··· Material provided

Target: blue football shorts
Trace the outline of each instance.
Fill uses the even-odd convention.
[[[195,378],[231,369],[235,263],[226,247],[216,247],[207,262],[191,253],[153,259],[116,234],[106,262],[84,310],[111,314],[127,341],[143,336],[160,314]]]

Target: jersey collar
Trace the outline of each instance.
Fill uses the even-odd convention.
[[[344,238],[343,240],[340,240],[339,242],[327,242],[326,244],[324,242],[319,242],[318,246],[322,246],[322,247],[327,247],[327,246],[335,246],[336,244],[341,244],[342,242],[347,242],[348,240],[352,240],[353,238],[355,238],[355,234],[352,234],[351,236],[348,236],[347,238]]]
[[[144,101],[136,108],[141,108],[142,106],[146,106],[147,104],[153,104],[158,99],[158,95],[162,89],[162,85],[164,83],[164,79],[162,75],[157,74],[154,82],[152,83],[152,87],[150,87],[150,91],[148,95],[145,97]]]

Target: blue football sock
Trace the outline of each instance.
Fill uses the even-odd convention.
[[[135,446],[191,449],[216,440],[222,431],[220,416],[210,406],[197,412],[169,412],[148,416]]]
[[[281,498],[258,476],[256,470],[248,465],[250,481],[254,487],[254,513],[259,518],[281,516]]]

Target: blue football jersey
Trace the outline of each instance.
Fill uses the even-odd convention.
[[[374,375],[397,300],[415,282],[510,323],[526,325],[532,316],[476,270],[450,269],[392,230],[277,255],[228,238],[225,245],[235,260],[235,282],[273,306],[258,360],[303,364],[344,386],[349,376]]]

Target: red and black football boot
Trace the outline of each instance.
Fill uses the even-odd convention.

······

--- What is required ---
In the listing, how many lines include the string "football"? State the number alone.

--- Your solution ---
4